**PROBLEM TO SOLVE**
Change "largest disc" to "biggest circle" in everything from the item containing "In this exercise you will mark every instance of the green" down to the item containing "<point>207,272</point>", leaving all else unchanged. Give back only those lines.

**RECORDS SUPPLIED**
• • •
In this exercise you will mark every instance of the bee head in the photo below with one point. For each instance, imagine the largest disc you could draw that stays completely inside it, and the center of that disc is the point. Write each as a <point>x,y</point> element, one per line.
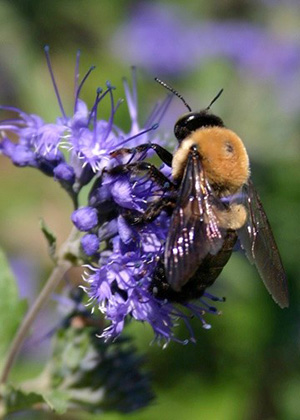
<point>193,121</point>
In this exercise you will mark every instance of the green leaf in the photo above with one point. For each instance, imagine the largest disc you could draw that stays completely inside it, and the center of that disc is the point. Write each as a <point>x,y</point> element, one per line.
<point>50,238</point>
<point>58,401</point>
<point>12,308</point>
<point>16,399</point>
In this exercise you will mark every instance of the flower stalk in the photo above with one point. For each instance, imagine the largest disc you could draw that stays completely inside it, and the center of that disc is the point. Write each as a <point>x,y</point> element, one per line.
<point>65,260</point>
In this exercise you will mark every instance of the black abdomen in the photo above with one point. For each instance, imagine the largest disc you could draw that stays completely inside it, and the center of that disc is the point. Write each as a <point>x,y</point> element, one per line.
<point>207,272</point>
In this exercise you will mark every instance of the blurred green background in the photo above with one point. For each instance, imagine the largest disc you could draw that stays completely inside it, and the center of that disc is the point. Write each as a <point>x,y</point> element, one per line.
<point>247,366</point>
• • •
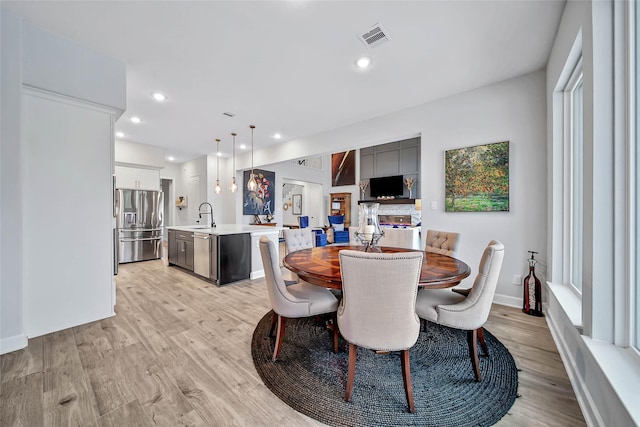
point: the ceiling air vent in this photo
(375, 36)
• • •
**SOLUTION TO THE EXERCISE**
In this exercise you will mark every instance of the green leaf in the photo above with one point. For each instance, imagine the biggest circle you could draw that stays completely inside it, and the center of that disc is the point. Write each as a <point>x,y</point> element, one per line.
<point>50,238</point>
<point>58,401</point>
<point>12,308</point>
<point>16,399</point>
In this exercise you will mark every instance of the flower stalk in the photo above with one point. For each instance, imagine the biggest circle you could draw that stays completely inside it, and the center of that disc is the point. Write each as a <point>x,y</point> element, one per line.
<point>65,260</point>
In this exercise you will mark every instance of the black abdomen in the photo above with one point. For each instance, imagine the biggest circle you could draw that stays completely inside it, and the center of that disc is the point. Write each as a <point>x,y</point> element, one per line.
<point>207,272</point>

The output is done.